### Texte fourni

Oui, quelque extraordinaire que cela puisse paraître au premier abord, la religion, la morale et la politique ne sont qu'une même science, considérée sous trois aspects différents. Car, je le demande, qu'est-ce que la religion, sinon la loi des devoirs de l'homme envers Dieu ? et la morale, sinon la loi de ses devoirs envers sa conscience, envers soi? et la politique, sinon la loi de ses devoirs envers la société, envers autrui ? Trois sciences, trois lois, trois devoirs, trois amours, comme dirait saint Augustin, mais qui ne font qu'une science, qu'une loi, qu'un devoir, qu'un amour; · car qui séparera l'amour de soi de l'amour de Dieu et du prochain, et réciproquement? «Aimez, dit saint Augustin, et faites ce que vous voudrez. » Ama, et fac quod vis. Mais qui faut-il aimer? Dieu, soi et le prochain. C'est là un objet indivisible, et par conséquent unique. Celui qui n'aime pas ces trois choses à la fois n'est ni religieux, ni moral, ni politique.

Il n'y a donc qu'une science, qu'une loi, qu'un devoir, qu'un amour, et ainsi, comme la religion, comme la morale, la politique s'empare de l'homme tout entier, mais à son point de vue spécial. Elle s'en empare pour le mettre en face de la société, comme la religion s'en empare pour le mettre en face ou plutôt aux pieds de Dieu, comme la morale s'en empare pour le mettre en face de lui-même et

de sa conscience. Religion, morale, politique, trois grands noms, trois grandes sciences, trois sœurs immortelles ayant même origine, même fin, même grandeur, même beauté, même physionomie, sans que cependant, sous ce même air de race et de famille, aucune d'elles perde sa physionomie propre et sa beauté particulière.

.....

Facies non omnibus una,

Nec diversa tamen, sed quæ decet esse sororum.

OVID.

Ces trois immortelles sœurs, ces trois grandes sciences, Dieu les a indissolublement unies, et il n'est pas seulement inintelligent, il est criminel de les séparer, car c'est séparer les seules grandes choses qui soient dans ce monde, Dieu, l'âme et le prochain. Quod Deus conjunxit, homo non separet.

Telle est donc la véritable politique, non celle que les hommes ont faite et qu'ils refont sans cesse, mais celle que Dieu a faite lui-même. Cette science, on ne peut ni l'élever plus haut, car elle touche à Dieu, ni la faire descendre audessous, car alors elle serait au-dessous de l'homme. On ne peut donc y rien ajouter, ni en rien ôter. Elle est comme ces pyramides qui voient passer les siècles et devant lesquelles l'homme s'incline et se sent impuissant : il les contemple, il les admire et il les respecte.

### Consigne
Rédigez, s'il vous plaît, la suite du texte sur la religion, la morale et la politique, en reprenant après sa dernière phrase.

### Données affichées
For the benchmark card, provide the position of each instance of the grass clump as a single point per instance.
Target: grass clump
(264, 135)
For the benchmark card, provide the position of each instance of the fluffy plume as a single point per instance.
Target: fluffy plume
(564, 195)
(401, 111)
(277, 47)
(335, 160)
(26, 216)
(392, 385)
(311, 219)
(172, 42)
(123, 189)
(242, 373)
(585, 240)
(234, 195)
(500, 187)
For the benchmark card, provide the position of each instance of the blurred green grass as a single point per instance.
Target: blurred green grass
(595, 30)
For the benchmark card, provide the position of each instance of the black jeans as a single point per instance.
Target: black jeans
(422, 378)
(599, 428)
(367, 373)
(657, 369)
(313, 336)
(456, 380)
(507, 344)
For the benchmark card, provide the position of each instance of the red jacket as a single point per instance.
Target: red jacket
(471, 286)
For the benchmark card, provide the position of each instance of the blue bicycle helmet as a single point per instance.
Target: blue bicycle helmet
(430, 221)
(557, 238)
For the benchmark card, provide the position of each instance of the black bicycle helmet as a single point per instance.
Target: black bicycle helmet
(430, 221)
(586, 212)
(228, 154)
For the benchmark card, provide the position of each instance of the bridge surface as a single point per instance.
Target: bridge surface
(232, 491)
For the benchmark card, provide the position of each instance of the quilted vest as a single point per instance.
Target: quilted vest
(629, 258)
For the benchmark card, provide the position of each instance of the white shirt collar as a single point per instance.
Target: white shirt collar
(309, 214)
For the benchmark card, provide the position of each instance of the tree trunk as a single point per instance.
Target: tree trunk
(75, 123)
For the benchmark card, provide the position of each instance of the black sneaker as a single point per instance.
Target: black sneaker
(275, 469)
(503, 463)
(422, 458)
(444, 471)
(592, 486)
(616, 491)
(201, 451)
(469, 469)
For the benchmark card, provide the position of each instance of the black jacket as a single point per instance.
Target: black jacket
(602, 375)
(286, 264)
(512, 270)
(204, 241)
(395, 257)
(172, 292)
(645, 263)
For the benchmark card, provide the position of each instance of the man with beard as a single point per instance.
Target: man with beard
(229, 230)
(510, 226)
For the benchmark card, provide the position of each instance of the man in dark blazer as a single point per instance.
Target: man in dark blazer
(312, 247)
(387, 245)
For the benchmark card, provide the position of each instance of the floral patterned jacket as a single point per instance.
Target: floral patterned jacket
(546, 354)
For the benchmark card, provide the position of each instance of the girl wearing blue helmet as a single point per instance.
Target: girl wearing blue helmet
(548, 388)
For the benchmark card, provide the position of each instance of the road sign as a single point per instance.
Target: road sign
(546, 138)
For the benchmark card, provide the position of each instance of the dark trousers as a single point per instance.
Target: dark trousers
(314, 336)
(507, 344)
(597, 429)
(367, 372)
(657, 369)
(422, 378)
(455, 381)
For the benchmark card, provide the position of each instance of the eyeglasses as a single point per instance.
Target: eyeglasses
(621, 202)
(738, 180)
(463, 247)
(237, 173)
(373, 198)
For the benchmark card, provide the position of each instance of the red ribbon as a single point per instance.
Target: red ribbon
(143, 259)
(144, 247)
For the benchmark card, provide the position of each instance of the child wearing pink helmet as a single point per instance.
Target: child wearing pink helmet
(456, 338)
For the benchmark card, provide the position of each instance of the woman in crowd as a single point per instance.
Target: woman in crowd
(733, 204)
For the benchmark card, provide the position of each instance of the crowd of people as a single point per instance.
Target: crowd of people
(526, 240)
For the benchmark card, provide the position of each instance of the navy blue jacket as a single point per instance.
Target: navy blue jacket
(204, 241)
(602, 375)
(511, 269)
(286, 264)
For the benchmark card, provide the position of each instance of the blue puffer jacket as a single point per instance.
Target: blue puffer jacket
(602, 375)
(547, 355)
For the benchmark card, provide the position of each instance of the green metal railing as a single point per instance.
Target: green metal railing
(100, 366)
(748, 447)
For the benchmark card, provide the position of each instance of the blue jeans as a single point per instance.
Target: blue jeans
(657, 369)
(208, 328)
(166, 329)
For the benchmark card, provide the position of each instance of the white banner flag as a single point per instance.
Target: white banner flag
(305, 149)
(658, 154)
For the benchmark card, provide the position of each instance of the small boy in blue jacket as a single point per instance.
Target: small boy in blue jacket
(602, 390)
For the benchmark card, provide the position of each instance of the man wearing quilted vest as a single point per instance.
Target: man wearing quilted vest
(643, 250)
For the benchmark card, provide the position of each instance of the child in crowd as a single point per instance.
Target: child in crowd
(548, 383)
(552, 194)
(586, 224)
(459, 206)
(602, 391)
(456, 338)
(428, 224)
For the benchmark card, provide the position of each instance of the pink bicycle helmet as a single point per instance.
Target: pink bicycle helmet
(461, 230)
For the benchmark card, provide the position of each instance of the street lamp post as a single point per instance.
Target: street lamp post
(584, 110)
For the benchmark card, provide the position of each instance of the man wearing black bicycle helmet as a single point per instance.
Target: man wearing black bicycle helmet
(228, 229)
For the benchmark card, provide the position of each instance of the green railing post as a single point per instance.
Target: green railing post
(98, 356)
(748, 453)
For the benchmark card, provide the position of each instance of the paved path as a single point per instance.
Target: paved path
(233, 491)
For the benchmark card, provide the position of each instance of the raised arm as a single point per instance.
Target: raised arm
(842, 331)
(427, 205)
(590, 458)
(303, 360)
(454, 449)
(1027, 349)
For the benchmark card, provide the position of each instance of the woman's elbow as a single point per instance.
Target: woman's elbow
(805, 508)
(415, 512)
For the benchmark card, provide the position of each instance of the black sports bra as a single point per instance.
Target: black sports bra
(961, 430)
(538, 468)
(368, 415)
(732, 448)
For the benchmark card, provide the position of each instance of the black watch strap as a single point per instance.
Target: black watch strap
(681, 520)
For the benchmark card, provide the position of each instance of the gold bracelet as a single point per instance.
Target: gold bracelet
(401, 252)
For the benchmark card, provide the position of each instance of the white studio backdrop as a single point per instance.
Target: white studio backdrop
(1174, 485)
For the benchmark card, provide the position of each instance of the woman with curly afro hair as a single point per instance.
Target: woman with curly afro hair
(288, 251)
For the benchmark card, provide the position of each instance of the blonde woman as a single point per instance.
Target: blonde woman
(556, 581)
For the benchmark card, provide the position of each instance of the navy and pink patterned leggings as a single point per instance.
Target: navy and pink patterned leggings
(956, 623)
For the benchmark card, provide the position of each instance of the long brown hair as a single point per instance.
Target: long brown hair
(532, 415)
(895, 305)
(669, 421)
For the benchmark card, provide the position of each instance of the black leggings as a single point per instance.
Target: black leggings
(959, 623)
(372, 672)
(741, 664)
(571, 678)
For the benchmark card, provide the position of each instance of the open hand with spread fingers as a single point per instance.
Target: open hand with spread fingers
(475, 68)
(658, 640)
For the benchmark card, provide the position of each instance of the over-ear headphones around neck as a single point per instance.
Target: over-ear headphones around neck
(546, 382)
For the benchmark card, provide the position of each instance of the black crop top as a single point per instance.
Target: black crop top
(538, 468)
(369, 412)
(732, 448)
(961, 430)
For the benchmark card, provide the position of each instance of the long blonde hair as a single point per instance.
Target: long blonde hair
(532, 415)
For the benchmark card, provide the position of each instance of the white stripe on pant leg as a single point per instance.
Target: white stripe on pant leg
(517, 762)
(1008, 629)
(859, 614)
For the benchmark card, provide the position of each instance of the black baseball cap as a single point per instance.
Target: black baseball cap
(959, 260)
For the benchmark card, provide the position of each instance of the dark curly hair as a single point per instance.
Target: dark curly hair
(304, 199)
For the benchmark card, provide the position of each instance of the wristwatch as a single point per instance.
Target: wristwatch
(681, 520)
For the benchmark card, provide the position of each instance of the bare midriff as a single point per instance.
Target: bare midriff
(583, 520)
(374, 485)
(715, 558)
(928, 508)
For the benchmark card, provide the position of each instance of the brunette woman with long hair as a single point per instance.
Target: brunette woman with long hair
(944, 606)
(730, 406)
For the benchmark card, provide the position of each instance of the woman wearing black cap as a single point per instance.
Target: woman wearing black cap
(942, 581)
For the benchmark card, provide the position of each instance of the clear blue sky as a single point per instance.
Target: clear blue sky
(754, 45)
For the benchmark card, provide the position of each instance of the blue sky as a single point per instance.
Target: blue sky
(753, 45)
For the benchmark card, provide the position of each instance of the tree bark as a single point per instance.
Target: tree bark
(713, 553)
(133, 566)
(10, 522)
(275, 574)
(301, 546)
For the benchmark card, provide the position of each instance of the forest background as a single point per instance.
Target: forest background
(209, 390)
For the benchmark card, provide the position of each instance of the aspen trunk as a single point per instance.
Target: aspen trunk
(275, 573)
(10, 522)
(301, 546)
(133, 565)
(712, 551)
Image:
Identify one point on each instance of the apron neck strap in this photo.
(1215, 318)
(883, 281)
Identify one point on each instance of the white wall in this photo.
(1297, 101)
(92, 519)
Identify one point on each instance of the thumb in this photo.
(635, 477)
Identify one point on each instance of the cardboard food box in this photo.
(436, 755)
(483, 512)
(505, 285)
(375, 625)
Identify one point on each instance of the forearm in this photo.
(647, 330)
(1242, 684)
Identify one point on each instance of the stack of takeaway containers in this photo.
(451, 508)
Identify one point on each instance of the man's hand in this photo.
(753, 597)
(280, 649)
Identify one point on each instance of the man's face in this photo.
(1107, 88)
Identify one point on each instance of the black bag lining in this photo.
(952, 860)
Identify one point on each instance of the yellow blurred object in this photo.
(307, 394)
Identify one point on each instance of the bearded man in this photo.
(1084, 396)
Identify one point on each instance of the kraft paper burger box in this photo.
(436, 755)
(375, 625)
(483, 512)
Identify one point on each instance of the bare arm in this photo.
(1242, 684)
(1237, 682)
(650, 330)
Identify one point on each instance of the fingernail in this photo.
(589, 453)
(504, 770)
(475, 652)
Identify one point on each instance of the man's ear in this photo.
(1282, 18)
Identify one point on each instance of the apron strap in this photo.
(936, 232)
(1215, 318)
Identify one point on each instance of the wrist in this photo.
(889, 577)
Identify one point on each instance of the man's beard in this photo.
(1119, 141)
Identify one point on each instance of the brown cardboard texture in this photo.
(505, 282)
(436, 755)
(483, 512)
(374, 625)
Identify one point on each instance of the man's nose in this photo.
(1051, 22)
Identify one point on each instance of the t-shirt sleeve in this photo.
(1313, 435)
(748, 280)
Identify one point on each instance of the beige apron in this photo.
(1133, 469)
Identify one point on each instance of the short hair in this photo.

### Réponse rédigée
La politique est donc, j'ose le dire, et cette réflexion me rassure, trop grande par elle-même pour que personne puisse jamais l'agrandir, ou en exagérer les proportions. Heureux, au contraire, celui qui pourrait simplement les atteindre! Comme tout ce qui est éternel, la politique était avant l'homme, avant les anges, avant les

montagnes : Ante colles ego parturiebar. L'homme et l'ange ne seraient pas que la politique serait encore, qu'elle serait toujours. Ce n'est pas l'homme, en effet, ce n'est pas l'ange, ce n'est pas la société qui ont fait la politique, c'est, au contraire, la politique qui a fait l'ange, l'homme et la société : « C'est par moi que règnent les rois et que les législateurs font des lois justes; c'est par moi que les princes commandent et que les puissants rendent la justice. » Per me reges regnant, et legum conditores justa decernunt; per me principes imperant et potentes decernunt justitiam. » (Prov., viii, 15-16) Certes, la vérité, la justice, l'ordre, la paix, l'amour, la félicité, sont choses bien antérieures à l'homme et à l'ange. Elles sont éternelles.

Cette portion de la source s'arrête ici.